» What you should do: Write out, please, the line containing "Target = flower bud" together with all lines after it, up to and including the last one, with no other output.

» Raw data:

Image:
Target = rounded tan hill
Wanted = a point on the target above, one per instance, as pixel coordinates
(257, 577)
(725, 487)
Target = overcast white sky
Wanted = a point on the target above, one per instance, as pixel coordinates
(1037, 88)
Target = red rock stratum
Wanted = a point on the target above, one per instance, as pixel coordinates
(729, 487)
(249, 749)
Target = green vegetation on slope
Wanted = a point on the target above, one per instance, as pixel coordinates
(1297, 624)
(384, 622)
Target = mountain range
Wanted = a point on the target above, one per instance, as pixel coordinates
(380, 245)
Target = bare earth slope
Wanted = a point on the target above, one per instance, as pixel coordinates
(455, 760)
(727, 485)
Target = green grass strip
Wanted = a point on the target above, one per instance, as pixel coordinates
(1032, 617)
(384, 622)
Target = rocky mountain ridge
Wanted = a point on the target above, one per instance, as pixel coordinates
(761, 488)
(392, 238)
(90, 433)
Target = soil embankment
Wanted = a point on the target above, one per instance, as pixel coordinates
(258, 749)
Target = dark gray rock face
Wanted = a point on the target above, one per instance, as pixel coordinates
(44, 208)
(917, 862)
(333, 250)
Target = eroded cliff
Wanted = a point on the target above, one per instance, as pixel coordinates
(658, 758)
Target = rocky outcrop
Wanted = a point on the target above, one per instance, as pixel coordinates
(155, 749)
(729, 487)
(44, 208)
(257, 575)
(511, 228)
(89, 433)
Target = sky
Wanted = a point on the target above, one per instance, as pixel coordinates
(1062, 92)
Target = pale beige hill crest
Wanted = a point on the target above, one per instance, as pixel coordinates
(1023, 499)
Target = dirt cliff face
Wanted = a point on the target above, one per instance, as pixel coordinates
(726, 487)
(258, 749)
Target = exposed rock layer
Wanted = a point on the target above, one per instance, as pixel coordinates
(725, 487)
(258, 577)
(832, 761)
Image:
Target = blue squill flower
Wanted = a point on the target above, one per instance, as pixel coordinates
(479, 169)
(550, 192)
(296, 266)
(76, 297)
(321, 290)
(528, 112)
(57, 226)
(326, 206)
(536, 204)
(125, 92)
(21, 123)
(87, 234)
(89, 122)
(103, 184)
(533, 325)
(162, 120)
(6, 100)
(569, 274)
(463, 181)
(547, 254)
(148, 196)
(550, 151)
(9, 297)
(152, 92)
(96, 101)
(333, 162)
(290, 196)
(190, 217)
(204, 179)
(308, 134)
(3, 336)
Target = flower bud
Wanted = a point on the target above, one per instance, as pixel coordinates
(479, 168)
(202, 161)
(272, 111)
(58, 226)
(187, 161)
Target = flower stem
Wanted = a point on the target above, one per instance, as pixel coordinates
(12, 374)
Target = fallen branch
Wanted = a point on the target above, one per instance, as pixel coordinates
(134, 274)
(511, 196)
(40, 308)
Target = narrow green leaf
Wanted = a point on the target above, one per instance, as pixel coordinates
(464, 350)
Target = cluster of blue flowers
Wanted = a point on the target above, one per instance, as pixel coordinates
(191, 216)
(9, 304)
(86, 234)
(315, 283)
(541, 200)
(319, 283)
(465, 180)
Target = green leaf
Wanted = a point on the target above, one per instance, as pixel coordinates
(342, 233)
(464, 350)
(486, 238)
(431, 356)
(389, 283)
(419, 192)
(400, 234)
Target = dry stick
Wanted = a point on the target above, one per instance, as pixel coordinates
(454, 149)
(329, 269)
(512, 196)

» Response for this exercise:
Target = flower bud
Wanted = a point on the target above, one per instance, as pixel coordinates
(479, 168)
(202, 161)
(272, 111)
(58, 226)
(187, 161)
Target = flower stem
Wanted = a point on the target above, one per instance, as pixel coordinates
(12, 374)
Target = fallen branch
Wanted = a point on the target above, one per instance, as pixel coordinates
(134, 274)
(511, 196)
(40, 308)
Target = narrow green leaf
Wanted = a point on the target above, one per instance, as pixel coordinates
(464, 350)
Target = cluster of blue flowers
Wanted = a point on the target above, one per instance, as pixel coordinates
(191, 216)
(9, 304)
(86, 234)
(315, 283)
(541, 200)
(319, 283)
(465, 180)
Target = green leaf
Wanted = a point on the target above, one per instance, as pixel coordinates
(342, 233)
(464, 350)
(486, 238)
(431, 356)
(389, 283)
(419, 192)
(400, 234)
Target = dry stick
Wanted = a point on the target above, one per instance, as pixel coordinates
(454, 149)
(329, 269)
(512, 196)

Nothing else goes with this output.